→ Records supplied
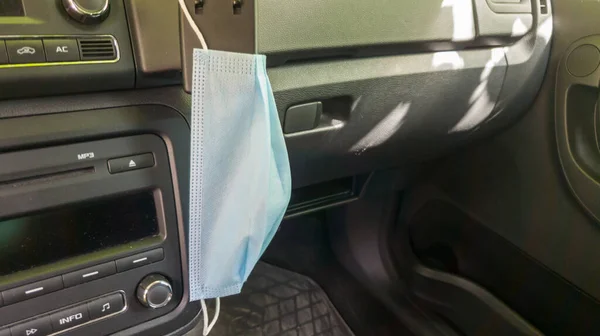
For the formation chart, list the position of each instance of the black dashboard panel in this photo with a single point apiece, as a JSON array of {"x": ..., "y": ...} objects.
[{"x": 381, "y": 107}]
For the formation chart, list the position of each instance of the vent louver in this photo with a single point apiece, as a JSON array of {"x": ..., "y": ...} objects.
[{"x": 96, "y": 49}]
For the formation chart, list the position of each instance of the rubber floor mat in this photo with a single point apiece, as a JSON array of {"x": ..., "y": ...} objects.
[{"x": 276, "y": 302}]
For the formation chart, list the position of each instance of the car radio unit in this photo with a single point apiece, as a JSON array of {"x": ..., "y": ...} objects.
[{"x": 89, "y": 237}]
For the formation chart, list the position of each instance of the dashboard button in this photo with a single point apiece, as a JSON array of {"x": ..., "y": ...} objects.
[
  {"x": 3, "y": 54},
  {"x": 69, "y": 318},
  {"x": 89, "y": 274},
  {"x": 130, "y": 163},
  {"x": 140, "y": 259},
  {"x": 32, "y": 290},
  {"x": 105, "y": 306},
  {"x": 25, "y": 51},
  {"x": 38, "y": 327},
  {"x": 61, "y": 50}
]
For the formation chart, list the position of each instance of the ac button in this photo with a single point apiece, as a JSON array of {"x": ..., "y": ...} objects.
[{"x": 61, "y": 50}]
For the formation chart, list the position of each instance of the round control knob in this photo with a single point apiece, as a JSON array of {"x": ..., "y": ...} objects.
[
  {"x": 154, "y": 291},
  {"x": 87, "y": 11}
]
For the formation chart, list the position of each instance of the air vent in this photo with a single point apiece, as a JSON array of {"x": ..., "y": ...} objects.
[{"x": 97, "y": 49}]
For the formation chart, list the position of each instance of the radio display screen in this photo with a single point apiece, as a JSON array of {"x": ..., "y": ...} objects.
[
  {"x": 11, "y": 8},
  {"x": 77, "y": 229}
]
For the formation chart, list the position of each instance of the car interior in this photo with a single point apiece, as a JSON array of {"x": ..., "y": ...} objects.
[{"x": 444, "y": 156}]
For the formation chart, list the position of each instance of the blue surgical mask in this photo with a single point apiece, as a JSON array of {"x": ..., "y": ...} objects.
[{"x": 240, "y": 180}]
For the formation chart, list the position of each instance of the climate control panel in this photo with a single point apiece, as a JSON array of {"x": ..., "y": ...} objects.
[{"x": 60, "y": 50}]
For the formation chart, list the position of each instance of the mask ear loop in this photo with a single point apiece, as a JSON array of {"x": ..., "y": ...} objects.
[
  {"x": 192, "y": 24},
  {"x": 207, "y": 327}
]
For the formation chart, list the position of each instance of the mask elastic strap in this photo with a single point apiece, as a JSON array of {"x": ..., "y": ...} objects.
[
  {"x": 207, "y": 327},
  {"x": 190, "y": 20}
]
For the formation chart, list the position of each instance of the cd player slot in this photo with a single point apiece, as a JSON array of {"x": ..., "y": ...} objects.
[{"x": 12, "y": 182}]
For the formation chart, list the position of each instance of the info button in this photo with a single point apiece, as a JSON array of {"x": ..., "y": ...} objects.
[
  {"x": 61, "y": 50},
  {"x": 69, "y": 318}
]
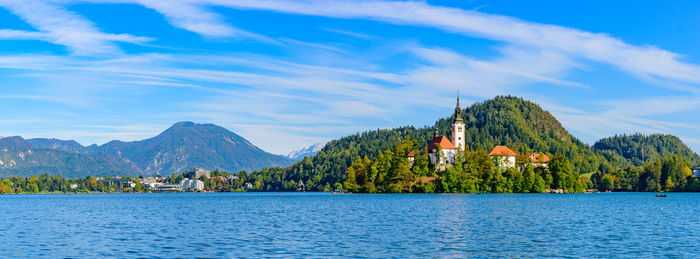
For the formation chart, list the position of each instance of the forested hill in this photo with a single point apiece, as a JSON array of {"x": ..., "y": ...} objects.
[
  {"x": 511, "y": 121},
  {"x": 639, "y": 148}
]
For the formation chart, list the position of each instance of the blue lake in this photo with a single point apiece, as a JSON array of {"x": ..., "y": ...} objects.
[{"x": 326, "y": 225}]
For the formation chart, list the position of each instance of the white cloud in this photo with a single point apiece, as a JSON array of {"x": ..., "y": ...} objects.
[
  {"x": 62, "y": 27},
  {"x": 643, "y": 61}
]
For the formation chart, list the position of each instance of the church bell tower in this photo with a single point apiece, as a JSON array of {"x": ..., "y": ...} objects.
[{"x": 458, "y": 127}]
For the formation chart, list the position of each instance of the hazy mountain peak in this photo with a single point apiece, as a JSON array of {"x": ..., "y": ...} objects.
[{"x": 307, "y": 151}]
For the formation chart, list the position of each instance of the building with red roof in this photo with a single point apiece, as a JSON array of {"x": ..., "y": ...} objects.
[
  {"x": 448, "y": 149},
  {"x": 503, "y": 156},
  {"x": 539, "y": 159}
]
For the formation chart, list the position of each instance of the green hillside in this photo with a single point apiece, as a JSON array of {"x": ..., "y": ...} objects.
[
  {"x": 505, "y": 120},
  {"x": 639, "y": 148}
]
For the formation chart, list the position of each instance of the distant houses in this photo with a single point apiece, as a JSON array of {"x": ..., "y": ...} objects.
[
  {"x": 504, "y": 157},
  {"x": 117, "y": 183},
  {"x": 190, "y": 183},
  {"x": 539, "y": 160}
]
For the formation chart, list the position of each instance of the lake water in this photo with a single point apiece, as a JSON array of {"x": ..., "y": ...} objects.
[{"x": 326, "y": 225}]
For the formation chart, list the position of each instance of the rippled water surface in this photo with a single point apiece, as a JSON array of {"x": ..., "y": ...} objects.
[{"x": 326, "y": 225}]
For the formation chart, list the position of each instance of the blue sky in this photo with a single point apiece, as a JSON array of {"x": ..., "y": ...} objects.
[{"x": 287, "y": 74}]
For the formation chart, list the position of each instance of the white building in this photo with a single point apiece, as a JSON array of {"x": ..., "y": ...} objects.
[
  {"x": 448, "y": 150},
  {"x": 503, "y": 157},
  {"x": 539, "y": 160},
  {"x": 191, "y": 185}
]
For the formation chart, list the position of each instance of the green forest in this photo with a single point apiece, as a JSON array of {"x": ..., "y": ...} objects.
[{"x": 376, "y": 161}]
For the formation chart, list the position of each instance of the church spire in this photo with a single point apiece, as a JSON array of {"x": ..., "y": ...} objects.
[{"x": 458, "y": 110}]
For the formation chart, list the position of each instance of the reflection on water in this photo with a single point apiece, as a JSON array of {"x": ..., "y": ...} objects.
[{"x": 325, "y": 225}]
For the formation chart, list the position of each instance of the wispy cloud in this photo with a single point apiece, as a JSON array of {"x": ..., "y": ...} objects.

→ Work to be completed
Print each of the records above exactly as written, leaving no picture in the copy.

→ The response
For the formation chart, list the position of each instance of the black dashboard panel in this photo with a single point apiece, as a JSON array of {"x": ..., "y": ...} objects.
[{"x": 381, "y": 107}]
For the formation chart, list the position of each instance of the vent louver in this photo with a single point apiece, as a JSON array of {"x": ..., "y": ...} objects.
[{"x": 96, "y": 49}]
For the formation chart, list the position of each instance of the rubber floor mat in this photo with a single point apiece, as a JSON array of {"x": ..., "y": ...} objects.
[{"x": 276, "y": 302}]
For the formation chart, list the position of each instance of the car radio unit in this photo with a single point apiece, as a JSON array of {"x": ..., "y": ...} objects.
[{"x": 89, "y": 237}]
For the formation chart, list the position of each instance of the dashboard button in this photo with a single point apiece, as a JSON array of {"x": ..., "y": ...} objects.
[
  {"x": 3, "y": 54},
  {"x": 69, "y": 318},
  {"x": 89, "y": 274},
  {"x": 130, "y": 163},
  {"x": 140, "y": 259},
  {"x": 32, "y": 290},
  {"x": 105, "y": 306},
  {"x": 25, "y": 51},
  {"x": 38, "y": 327},
  {"x": 61, "y": 50}
]
For the formation chart, list the position of each instance of the ac button in this photo with a single point apiece, as a JSON array of {"x": ..., "y": ...} objects.
[{"x": 61, "y": 50}]
For the formation chart, list the position of each instance of the round control knob in this photo with a single point apiece, as a JSON array of {"x": ..., "y": ...} objects.
[
  {"x": 154, "y": 291},
  {"x": 87, "y": 11}
]
For the formation chart, list the position of each instance of the air vent in this photo with a single point apiece, as a JSON array of {"x": ..., "y": ...} objects.
[{"x": 97, "y": 49}]
For the formation chart, list the position of each instance of the radio display screen in this photo with a single point apiece, as a JSON array of {"x": ..., "y": ...} objects.
[
  {"x": 11, "y": 8},
  {"x": 77, "y": 229}
]
For the formation chart, list the position of each instance of the car interior in this photo with a single point apiece, as a JSON array of {"x": ..., "y": ...} objects.
[{"x": 444, "y": 156}]
For the formation chart, list the position of each instance of the blue surgical mask in this photo with a single point apiece, as a JSON array of {"x": ..., "y": ...} objects.
[{"x": 240, "y": 180}]
For the formation chart, list the position of each instance of the climate control panel in this photo with a single point apiece, as a JSON array of {"x": ..., "y": ...} objects.
[{"x": 60, "y": 50}]
For the formation chart, list the position of each instance of the mask ear loop in this photo with a single point apiece, as a JSON array of {"x": ..., "y": ...} objects.
[
  {"x": 192, "y": 24},
  {"x": 207, "y": 327}
]
For the formation chart, list the position of each instance of the mask elastic strap in this photo with a single point apiece, as a JSON array of {"x": ..., "y": ...} objects.
[
  {"x": 207, "y": 327},
  {"x": 190, "y": 20}
]
For the formation chart, list the position of each instance of the cd player slot in this photo with a single point apiece, as a JSON array of {"x": ..., "y": ...} objects.
[{"x": 12, "y": 182}]
For the formation chart, list the position of each instance of the info button in this photo with a single point apiece, as a JSON array of {"x": ..., "y": ...} objects.
[
  {"x": 61, "y": 50},
  {"x": 69, "y": 318}
]
For the formation chart, list the position of each instance of the forested hill in this photo with a single point apiece, as a JSON array of {"x": ..., "y": ...} objects.
[
  {"x": 511, "y": 121},
  {"x": 639, "y": 148}
]
For the formation chart, list the position of each instance of the blue lake in this photo with a single point apiece, as a JSON array of {"x": ..., "y": ...} objects.
[{"x": 326, "y": 225}]
For the formation chart, list the position of each instance of the white cloud in this photo with a single point apiece, as a JSON array of {"x": ..., "y": ...} objects.
[
  {"x": 62, "y": 27},
  {"x": 643, "y": 61}
]
For the formation chart, list the position of each instance of the church bell tower in this photo with a single point apiece, as a JSON array of {"x": ..., "y": ...} objects.
[{"x": 458, "y": 127}]
For the formation chart, list the position of each instance of the hazy mountain peak in this photo with a single point apiece, as a JSON array of {"x": ..., "y": ...} objects.
[{"x": 307, "y": 151}]
For the formation chart, list the position of each instance of the building with red roof in this photo with a single point apiece, as a JSON array of {"x": ..., "y": ...} objects.
[
  {"x": 448, "y": 149},
  {"x": 503, "y": 156},
  {"x": 539, "y": 159}
]
For the formation chart, list the position of each instance of the green hillside in this photo with a single point apiece, as a JSON array of {"x": ..., "y": ...} objects.
[
  {"x": 505, "y": 120},
  {"x": 639, "y": 148}
]
For the formation chart, list the position of each instance of the distant houses in this photo with a single point apiece, as a JSON array of {"x": ..., "y": ...} objects.
[
  {"x": 504, "y": 157},
  {"x": 117, "y": 183},
  {"x": 190, "y": 183},
  {"x": 539, "y": 160}
]
For the formation chart, list the position of each instance of the lake water in this photo with a single point apiece, as a JSON array of {"x": ..., "y": ...} objects.
[{"x": 326, "y": 225}]
For the formation chart, list the position of each instance of the rippled water surface in this photo with a single point apiece, as a JSON array of {"x": ..., "y": ...} objects.
[{"x": 326, "y": 225}]
For the formation chart, list the position of each instance of the blue sky in this photo with a single point apiece, as a JSON array of {"x": ..., "y": ...} objects.
[{"x": 287, "y": 74}]
For the formation chart, list the position of each instance of the white building in this photo with a single point apiece, as a JSON array of {"x": ..., "y": ...} objects.
[
  {"x": 448, "y": 150},
  {"x": 503, "y": 157},
  {"x": 539, "y": 160},
  {"x": 191, "y": 185}
]
For the formation chart, list the position of each instance of the green forest in this photo with a single point apiece, as a JSON array of {"x": ..., "y": ...} objects.
[{"x": 376, "y": 161}]
For the formation chart, list the position of each instance of the church spire in this photo with a single point apiece, as a JSON array of {"x": ..., "y": ...} objects.
[{"x": 458, "y": 110}]
For the formation chart, list the position of each instance of the reflection on water in this photo with a single point apiece, as a JSON array of {"x": ..., "y": ...} objects.
[{"x": 325, "y": 225}]
For the formation chart, list the position of each instance of the wispy cloud in this photo with a single point apiece, as a JSON array of {"x": ..., "y": ...} objects.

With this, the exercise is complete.